Transcribe the records exactly from the line with "In this exercise you will tag the blurred" to the end, both included.

(Data extracted from a collection)
════════

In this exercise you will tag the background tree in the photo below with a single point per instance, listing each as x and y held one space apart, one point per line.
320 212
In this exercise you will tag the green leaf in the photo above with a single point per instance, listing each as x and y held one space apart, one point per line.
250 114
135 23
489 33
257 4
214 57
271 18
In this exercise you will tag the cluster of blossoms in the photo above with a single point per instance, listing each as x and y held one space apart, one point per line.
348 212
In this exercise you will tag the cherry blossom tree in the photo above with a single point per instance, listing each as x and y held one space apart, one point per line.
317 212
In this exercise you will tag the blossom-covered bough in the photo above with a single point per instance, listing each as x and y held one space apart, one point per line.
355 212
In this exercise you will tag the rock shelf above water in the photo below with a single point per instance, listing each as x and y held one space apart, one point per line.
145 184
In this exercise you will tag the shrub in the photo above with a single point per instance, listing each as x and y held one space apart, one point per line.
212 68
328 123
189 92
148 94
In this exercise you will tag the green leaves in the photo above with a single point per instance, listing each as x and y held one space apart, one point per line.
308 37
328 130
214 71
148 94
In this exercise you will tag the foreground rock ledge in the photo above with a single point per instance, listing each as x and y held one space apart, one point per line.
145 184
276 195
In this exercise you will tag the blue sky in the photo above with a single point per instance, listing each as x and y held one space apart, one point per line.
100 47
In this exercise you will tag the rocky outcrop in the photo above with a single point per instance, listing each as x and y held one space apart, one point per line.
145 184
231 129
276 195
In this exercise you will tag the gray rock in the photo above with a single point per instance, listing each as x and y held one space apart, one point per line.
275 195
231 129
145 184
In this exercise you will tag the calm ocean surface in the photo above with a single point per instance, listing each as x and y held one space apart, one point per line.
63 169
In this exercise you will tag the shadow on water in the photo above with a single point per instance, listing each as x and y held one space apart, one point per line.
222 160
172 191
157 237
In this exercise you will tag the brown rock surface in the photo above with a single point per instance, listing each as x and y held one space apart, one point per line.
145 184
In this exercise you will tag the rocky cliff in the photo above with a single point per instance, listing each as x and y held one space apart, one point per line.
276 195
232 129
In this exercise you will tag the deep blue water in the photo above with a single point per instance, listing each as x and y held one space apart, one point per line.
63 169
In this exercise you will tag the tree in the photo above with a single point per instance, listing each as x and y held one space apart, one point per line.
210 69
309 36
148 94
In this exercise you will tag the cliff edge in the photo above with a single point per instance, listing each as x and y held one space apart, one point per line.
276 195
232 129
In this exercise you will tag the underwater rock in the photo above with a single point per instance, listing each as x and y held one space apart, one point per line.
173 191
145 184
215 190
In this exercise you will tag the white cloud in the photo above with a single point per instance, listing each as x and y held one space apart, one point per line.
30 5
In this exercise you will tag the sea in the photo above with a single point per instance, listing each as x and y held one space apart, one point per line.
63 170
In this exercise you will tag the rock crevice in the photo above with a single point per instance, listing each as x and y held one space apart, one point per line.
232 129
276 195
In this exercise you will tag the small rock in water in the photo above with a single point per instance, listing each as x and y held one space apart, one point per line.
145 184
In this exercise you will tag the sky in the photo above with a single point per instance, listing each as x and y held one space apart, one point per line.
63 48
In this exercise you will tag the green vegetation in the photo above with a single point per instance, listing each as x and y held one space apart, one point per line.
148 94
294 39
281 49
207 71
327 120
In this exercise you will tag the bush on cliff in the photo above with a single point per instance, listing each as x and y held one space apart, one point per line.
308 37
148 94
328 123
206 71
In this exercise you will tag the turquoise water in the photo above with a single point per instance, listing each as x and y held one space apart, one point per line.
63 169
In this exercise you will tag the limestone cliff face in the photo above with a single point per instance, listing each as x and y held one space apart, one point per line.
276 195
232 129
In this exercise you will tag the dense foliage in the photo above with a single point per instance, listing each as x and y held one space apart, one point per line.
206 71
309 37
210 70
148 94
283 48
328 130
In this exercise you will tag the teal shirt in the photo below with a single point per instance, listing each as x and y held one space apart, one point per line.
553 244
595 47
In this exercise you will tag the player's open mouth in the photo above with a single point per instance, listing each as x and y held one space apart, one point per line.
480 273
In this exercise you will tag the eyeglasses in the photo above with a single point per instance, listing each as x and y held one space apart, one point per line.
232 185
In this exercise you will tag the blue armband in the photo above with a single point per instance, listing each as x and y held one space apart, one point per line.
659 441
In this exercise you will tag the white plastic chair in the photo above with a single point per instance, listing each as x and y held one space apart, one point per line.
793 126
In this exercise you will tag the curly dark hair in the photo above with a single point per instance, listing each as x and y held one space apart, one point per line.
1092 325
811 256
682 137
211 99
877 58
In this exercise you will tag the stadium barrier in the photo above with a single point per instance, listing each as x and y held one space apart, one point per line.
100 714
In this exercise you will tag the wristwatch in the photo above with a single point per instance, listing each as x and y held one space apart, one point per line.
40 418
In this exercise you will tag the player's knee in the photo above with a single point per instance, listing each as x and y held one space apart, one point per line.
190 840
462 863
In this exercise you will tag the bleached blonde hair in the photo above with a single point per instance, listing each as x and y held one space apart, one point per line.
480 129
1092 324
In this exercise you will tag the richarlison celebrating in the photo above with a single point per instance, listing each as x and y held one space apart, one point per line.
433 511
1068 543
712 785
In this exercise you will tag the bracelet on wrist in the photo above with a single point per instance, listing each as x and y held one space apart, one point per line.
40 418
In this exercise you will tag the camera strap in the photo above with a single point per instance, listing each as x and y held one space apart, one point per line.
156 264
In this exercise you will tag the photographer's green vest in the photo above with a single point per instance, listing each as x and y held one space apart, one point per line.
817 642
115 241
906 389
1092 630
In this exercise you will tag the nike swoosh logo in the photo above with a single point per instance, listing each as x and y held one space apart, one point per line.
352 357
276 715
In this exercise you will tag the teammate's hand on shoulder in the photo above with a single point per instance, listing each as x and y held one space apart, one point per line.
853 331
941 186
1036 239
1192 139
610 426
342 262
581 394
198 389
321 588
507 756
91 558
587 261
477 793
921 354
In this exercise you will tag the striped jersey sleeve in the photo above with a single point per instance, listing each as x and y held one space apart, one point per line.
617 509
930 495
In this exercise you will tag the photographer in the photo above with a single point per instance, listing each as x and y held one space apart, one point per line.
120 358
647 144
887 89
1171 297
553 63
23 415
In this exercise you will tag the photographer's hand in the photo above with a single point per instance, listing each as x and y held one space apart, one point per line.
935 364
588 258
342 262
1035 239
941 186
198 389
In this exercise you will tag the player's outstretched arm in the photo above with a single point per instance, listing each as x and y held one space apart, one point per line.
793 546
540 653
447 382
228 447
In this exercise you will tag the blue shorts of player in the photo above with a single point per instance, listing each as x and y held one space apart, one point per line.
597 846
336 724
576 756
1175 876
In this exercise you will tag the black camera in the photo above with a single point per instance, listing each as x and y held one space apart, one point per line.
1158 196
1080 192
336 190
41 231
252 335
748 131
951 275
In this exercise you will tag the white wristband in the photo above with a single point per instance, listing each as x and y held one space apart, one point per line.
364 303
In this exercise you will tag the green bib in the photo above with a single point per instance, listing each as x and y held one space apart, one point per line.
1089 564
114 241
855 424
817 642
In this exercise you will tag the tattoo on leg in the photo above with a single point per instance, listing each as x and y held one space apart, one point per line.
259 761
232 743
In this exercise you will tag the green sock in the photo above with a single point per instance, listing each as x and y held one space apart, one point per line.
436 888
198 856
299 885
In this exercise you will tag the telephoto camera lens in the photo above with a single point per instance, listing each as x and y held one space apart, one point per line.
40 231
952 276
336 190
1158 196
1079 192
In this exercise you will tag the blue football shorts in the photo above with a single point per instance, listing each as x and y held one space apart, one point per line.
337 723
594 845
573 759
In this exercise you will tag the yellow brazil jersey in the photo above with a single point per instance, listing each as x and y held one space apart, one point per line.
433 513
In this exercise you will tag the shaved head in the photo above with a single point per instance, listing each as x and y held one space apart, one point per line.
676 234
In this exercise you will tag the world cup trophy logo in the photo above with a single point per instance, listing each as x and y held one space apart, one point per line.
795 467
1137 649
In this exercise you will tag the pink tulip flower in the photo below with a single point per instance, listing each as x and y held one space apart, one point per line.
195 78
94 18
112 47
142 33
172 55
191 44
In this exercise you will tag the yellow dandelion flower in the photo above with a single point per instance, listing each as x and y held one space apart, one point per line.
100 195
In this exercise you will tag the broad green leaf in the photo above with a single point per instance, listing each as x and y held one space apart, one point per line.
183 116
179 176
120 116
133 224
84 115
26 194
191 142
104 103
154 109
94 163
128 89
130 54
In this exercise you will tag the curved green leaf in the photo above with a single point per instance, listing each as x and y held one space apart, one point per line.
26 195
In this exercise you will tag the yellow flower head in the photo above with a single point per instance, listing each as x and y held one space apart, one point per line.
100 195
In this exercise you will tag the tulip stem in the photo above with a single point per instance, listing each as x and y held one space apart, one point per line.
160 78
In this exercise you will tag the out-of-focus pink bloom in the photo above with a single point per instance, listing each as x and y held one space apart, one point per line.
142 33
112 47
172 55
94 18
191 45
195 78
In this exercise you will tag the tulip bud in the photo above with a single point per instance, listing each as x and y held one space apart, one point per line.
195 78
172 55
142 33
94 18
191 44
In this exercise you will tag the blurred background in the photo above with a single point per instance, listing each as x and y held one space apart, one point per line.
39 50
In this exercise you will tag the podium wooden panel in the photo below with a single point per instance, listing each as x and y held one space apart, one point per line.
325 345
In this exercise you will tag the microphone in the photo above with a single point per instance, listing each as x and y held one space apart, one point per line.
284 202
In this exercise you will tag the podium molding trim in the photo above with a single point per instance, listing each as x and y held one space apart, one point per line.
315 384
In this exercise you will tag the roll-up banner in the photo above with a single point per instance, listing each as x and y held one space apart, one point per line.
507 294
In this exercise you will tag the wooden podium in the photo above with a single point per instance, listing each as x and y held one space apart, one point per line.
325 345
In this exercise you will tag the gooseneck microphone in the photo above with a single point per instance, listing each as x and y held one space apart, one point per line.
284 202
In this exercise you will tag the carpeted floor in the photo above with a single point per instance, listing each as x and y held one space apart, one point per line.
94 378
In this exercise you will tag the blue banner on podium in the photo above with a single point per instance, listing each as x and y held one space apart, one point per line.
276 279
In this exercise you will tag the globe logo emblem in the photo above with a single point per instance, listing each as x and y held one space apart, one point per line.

════════

Solution to the problem:
In this exercise you will tag the blurred background in the photo above with a single point per instance, listing each as x and y held one space apart, one point per line.
39 50
In this exercise you will tag the podium wooden panel in the photo below with a single point per instance, listing each as x and y held one space apart, one point per line.
325 345
In this exercise you will tag the microphone in the photo above with a single point per instance, listing each as x and y held one space apart, one point per line.
284 202
In this exercise you will tag the podium molding trim in the photo above with a single point per instance, listing each as x and y held one space apart, one point per line.
315 384
In this exercise you will tag the roll-up banner in the photo above with a single point per instance, listing each as x and y held one space apart, one point per line.
507 294
In this exercise you will tag the wooden podium in the photo above with a single point per instance, listing each as x and y held one space apart, one point per line.
325 345
In this exercise you will tag the gooseneck microphone in the photo above with a single point per instance, listing each as x and y held one space apart, one point per line.
284 202
In this exercise you will tag the carpeted floor in the photo above with a single point per instance, listing each as x and y held one space apart, one point per line.
94 378
In this exercise you will tag the blue banner on podium in the photo above with a single point per instance, listing each as x and y held one space apart, one point per line.
276 279
In this exercise you will tag the globe logo emblem in the photo above with a single point per instance, listing each as x and y held one space apart, one point per line.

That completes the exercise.